-- START TEXT TO READ --

I must add that other reviews that I read in other Texas publications were positive.  In fact, the above is the only negative review that I found anywhere.








Monday, June 30, 2014

THE BIG RICH: The Rise and Fall of the Greatest Texas Oil Fortunes by Bryan Burrough






I’ve been on a Texas binge lately.  I’ve always found the state, its history, and its people to be intriguing.  And the politicians?  Is there a state that can compare with Texas when one begins to list the people who have served as governors of that state?  Well, maybe next-door neighbor Louisiana comes close.

I read one time (and I would give credit to the source, but I don’t remember who wrote it) that, paraphrasing now, Louisiana governors had three primary responsibilities.  Listed in the order of their importance they are: 1). to entertain; 2). to govern; and 3). to stay out of jail.  (Piyush “Bobby” Jindal seems to have missed the memo.  He only seems interested in number 2.)  But, I digress.

-- END TEXT TO READ --

■ TO DO ■
In the passage on Texas, what three responsibilities of Louisiana governors are listed, in order of importance?

-- START RECORD EXCERPTS --

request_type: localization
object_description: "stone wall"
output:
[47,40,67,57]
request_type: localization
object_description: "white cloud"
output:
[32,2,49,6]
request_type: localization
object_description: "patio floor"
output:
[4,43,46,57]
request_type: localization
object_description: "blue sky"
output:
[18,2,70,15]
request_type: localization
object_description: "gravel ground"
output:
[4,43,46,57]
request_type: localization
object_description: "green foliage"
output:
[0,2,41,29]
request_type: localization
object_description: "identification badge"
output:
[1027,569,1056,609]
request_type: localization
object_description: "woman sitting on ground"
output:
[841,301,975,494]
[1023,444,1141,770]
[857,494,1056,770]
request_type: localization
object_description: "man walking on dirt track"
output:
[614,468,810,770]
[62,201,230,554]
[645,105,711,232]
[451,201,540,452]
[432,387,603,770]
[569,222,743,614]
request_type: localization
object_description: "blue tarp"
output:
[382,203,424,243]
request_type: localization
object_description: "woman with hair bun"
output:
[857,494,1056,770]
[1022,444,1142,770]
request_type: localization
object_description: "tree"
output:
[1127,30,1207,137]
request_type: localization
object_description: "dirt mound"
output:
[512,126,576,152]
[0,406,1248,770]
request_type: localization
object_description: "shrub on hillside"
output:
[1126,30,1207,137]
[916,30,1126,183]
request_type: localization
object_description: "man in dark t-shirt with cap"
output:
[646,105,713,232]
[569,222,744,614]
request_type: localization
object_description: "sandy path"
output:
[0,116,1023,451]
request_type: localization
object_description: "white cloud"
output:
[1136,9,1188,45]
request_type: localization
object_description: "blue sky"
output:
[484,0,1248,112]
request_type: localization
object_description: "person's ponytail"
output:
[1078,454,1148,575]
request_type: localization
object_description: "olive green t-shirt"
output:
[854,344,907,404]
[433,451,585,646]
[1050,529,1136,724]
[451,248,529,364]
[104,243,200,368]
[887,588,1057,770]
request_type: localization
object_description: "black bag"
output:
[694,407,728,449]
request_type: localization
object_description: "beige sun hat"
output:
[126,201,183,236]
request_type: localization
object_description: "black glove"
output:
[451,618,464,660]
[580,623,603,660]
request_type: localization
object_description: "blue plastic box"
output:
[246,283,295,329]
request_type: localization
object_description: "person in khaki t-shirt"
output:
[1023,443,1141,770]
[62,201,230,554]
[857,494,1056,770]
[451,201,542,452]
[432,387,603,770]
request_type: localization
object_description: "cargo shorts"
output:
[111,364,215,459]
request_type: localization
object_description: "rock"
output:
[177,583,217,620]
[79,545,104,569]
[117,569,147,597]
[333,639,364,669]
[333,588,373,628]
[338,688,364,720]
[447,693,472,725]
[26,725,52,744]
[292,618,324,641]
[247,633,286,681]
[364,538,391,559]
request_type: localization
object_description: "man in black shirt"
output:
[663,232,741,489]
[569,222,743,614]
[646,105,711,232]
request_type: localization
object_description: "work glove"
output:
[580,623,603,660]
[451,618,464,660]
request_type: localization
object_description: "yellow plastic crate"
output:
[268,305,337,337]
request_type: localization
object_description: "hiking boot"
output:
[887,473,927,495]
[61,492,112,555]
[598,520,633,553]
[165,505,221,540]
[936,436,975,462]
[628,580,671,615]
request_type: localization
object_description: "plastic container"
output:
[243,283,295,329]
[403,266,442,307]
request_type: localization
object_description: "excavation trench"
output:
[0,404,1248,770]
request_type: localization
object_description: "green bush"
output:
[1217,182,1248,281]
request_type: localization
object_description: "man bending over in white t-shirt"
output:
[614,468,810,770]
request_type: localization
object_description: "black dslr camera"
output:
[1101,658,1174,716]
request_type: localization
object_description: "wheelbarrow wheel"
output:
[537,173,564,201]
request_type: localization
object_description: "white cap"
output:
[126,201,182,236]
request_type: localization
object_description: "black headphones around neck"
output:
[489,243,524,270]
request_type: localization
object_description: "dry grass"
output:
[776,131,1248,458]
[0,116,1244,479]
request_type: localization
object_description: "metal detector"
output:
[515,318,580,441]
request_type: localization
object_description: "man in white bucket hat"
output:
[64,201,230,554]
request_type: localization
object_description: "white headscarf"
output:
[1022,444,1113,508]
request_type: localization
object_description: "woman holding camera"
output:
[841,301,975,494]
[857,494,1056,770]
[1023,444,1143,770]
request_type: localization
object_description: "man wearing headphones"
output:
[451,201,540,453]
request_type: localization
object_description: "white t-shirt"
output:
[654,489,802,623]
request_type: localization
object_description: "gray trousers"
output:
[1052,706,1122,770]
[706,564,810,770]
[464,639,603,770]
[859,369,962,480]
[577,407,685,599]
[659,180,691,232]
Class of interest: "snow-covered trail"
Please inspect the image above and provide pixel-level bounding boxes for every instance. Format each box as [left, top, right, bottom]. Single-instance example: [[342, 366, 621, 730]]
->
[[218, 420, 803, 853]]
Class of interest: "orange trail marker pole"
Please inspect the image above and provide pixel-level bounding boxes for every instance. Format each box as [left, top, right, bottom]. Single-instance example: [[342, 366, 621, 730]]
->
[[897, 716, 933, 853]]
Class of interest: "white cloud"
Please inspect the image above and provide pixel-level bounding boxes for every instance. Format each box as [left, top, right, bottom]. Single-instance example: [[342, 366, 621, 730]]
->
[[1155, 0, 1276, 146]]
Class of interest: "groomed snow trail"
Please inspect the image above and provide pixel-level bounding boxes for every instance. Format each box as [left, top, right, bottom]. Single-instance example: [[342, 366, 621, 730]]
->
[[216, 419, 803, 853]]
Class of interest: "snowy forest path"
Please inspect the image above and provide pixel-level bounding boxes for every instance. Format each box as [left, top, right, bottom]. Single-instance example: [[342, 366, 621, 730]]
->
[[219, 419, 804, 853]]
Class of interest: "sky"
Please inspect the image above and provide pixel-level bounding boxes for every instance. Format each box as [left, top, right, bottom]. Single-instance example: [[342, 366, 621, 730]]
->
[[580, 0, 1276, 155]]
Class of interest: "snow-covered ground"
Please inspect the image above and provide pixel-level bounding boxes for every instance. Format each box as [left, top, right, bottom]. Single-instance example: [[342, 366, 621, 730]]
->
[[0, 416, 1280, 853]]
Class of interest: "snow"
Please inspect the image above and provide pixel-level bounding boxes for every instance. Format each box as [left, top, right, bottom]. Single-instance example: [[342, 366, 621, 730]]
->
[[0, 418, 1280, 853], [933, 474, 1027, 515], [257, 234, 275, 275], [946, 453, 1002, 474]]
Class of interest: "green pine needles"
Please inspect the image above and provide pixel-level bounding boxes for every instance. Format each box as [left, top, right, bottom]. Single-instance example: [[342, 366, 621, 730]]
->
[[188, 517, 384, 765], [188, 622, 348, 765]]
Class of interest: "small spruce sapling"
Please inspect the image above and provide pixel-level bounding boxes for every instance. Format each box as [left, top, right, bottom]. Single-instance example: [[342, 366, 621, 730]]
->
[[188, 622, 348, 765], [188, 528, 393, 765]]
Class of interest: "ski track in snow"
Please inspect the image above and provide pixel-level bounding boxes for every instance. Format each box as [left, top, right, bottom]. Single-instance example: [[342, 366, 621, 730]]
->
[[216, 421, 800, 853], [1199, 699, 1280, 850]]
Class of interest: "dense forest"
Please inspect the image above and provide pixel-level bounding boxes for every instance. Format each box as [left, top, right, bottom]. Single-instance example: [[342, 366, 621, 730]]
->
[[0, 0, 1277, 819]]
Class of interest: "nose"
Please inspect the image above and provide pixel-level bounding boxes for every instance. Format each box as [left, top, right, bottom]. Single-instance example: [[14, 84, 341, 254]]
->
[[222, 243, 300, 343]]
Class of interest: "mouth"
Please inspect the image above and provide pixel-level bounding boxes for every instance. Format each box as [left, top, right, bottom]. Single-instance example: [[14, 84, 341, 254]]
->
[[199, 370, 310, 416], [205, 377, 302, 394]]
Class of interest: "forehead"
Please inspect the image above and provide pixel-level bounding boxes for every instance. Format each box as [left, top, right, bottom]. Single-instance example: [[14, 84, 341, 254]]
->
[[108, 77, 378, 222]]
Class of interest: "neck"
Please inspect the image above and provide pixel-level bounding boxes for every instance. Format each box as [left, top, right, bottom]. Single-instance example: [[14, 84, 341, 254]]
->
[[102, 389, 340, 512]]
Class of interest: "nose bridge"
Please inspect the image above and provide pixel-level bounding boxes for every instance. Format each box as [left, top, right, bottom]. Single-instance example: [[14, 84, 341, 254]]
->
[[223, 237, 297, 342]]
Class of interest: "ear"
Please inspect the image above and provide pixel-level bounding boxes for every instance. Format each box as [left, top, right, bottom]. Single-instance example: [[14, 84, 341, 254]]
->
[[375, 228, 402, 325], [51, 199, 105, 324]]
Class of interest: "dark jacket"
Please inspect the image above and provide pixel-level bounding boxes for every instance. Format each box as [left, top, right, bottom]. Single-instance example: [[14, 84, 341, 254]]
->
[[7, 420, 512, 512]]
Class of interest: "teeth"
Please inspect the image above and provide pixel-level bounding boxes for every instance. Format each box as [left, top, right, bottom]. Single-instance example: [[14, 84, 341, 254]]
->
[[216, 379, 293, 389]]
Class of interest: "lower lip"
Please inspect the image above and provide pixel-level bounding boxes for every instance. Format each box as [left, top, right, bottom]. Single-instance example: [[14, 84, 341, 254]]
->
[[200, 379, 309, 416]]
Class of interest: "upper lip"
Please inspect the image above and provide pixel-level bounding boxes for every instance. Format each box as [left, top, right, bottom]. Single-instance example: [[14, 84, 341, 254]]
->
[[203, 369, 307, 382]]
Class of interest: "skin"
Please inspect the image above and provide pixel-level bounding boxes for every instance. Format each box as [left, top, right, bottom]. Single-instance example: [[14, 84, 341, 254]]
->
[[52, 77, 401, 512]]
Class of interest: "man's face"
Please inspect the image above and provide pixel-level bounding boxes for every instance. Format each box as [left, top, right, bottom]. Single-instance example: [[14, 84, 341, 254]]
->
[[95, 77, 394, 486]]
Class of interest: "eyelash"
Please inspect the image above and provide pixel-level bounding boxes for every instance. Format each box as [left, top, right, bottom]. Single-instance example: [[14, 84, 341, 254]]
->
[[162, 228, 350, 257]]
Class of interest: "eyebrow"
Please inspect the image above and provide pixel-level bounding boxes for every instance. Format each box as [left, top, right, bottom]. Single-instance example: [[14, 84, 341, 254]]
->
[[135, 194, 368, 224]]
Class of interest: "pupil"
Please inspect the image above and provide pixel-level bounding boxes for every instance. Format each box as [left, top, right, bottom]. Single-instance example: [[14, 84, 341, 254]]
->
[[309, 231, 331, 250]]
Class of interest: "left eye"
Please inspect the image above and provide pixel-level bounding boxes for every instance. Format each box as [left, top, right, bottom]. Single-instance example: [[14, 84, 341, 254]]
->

-- END RECORD EXCERPTS --

■ COMPLETED EXERCISE ■
To entertain, to govern, and to stay out of jail.